━━ GIVEN DATA ━━
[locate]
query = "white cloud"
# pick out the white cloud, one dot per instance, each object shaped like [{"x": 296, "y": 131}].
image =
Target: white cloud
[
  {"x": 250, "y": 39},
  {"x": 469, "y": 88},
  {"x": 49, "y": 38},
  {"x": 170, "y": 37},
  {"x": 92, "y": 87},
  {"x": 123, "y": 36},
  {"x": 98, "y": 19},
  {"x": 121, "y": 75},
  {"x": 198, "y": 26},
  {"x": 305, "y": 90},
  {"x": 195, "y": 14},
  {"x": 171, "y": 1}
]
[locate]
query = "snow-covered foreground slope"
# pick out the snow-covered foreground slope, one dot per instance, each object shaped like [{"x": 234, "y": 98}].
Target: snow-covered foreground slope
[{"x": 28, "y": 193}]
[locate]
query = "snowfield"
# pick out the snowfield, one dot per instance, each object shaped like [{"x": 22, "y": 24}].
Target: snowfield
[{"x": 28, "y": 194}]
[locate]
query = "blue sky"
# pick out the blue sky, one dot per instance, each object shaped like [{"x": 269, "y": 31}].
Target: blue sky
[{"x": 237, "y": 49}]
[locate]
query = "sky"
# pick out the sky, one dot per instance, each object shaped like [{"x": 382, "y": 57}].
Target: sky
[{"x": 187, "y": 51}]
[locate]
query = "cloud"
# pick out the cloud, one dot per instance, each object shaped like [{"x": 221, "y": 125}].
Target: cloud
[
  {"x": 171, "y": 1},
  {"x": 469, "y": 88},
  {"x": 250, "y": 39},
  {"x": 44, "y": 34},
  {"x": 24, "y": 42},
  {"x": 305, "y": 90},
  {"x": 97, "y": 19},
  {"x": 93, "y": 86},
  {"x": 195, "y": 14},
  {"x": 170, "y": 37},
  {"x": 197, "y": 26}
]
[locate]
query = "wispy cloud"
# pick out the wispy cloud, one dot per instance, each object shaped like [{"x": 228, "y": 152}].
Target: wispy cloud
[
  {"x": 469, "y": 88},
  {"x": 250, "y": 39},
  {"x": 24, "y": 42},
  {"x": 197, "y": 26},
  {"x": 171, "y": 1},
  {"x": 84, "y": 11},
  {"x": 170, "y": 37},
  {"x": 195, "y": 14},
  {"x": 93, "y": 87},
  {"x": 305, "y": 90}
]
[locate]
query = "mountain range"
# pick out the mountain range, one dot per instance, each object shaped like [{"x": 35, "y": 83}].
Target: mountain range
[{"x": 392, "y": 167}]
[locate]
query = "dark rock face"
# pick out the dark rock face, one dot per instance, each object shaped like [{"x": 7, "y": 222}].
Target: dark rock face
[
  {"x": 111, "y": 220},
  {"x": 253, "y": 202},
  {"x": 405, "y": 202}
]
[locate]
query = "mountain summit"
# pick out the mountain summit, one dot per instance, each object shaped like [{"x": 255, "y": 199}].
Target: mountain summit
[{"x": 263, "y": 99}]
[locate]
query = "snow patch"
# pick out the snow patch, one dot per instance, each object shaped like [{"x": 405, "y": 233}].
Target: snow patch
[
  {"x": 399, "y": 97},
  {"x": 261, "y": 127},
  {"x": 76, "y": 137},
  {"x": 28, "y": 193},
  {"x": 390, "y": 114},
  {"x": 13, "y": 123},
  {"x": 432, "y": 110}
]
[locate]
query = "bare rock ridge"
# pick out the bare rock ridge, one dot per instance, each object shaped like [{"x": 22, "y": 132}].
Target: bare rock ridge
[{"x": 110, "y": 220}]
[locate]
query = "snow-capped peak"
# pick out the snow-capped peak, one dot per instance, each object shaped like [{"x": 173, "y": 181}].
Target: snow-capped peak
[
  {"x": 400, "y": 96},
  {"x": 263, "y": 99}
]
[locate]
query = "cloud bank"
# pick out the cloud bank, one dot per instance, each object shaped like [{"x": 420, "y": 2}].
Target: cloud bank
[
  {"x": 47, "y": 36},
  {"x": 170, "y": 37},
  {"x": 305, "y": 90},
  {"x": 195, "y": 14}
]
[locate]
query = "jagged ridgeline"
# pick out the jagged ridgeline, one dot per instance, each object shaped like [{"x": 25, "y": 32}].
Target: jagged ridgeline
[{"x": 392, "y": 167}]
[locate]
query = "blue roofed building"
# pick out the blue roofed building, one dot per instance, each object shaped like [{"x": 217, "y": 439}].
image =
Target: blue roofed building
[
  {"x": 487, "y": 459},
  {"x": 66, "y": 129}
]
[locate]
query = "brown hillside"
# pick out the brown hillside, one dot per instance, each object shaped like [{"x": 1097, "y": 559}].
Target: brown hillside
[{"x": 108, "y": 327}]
━━━
→ WRITTEN PROBLEM: Count the lines in the listing above that contain the string "capped", matching capitalization, and give only the number.

→ PROBLEM SOLUTION: 3